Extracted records

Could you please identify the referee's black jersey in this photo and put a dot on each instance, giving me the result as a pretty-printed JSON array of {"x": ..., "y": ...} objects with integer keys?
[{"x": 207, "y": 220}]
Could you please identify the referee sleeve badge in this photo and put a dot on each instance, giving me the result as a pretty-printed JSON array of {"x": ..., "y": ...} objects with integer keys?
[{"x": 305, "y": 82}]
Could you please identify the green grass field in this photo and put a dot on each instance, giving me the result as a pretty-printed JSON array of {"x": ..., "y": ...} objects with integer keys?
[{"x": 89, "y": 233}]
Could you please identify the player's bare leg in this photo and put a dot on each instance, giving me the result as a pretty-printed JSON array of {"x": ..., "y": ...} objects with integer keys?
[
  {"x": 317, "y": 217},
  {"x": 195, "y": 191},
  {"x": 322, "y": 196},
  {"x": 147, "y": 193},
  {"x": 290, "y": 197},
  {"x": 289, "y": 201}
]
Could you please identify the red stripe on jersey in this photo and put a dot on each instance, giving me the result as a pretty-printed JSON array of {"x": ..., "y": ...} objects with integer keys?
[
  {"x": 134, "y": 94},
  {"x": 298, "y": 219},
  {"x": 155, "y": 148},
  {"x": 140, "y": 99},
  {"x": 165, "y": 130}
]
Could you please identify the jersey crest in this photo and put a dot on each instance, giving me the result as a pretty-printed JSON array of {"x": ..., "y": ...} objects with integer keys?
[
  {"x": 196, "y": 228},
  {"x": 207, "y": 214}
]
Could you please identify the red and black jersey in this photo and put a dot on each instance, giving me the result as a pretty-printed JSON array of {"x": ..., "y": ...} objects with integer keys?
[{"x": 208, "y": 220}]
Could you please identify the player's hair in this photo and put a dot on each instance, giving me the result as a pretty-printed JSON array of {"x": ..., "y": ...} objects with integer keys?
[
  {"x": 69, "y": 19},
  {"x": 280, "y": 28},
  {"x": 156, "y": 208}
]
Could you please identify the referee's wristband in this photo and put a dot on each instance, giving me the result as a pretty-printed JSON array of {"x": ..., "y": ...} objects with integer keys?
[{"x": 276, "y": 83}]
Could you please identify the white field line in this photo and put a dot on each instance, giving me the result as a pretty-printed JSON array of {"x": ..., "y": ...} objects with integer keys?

• [Problem requirements] Copy each entry exactly, with nothing added or dropped.

• [Completed task]
Could you please identify the referee's black jersey in this photo and put a dot on each instance, giving me the result as a pretty-printed JSON array of {"x": ..., "y": ...} objects with integer keys?
[{"x": 207, "y": 220}]
Could you please identify the referee sleeve badge in this photo and put a dot on each instance, giving me the result as a pretty-printed JSON array of {"x": ..., "y": ...} objects with integer keys?
[{"x": 305, "y": 82}]
Could you please identify the green grass field in this photo and put a dot on each instance, giving me the result as a pretty-printed JSON array of {"x": ..., "y": ...} objects with integer keys?
[{"x": 89, "y": 233}]
Could you please identify the player's bare leg in this photo and put a dot on each instance, giving me the result as a pretty-printed JSON array of {"x": ..., "y": ...} objects with integer keys?
[
  {"x": 317, "y": 217},
  {"x": 195, "y": 191},
  {"x": 322, "y": 196},
  {"x": 147, "y": 193},
  {"x": 290, "y": 197},
  {"x": 289, "y": 201}
]
Could you please identify the red stripe on jersey in this photo and put a dot on each instance, giving me the result as a pretty-printed JSON array of {"x": ..., "y": ...} objects with integer keys?
[
  {"x": 134, "y": 94},
  {"x": 298, "y": 219},
  {"x": 155, "y": 148},
  {"x": 140, "y": 99},
  {"x": 165, "y": 130}
]
Could you please identify the jersey crest in this photo and put a dot on each instance, giving me the result as a pretty-printed JSON array of {"x": ..., "y": ...} objects with integer keys?
[
  {"x": 196, "y": 228},
  {"x": 207, "y": 214}
]
Could you please identify the red and black jersey in this photo and put a dot on each instance, giving me the result as a pretty-printed JSON array of {"x": ..., "y": ...} objects with integer keys?
[{"x": 208, "y": 220}]
Could you please identify the player's hair in this photo and put a dot on each instance, giving me the result as a pretty-printed JSON array of {"x": ..., "y": ...} objects with integer keys?
[
  {"x": 69, "y": 19},
  {"x": 280, "y": 28},
  {"x": 156, "y": 208}
]
Could you please identify the referee's wristband in this photo and put a dot on each instance, giving me the result as a pretty-printed JSON array of {"x": ..., "y": ...} objects with integer keys?
[{"x": 276, "y": 83}]
Could you please identify the white field line in this photo and put a dot on each instance, giving me the result as a pretty-printed JSON array of {"x": ..., "y": ...} objects with integer keys?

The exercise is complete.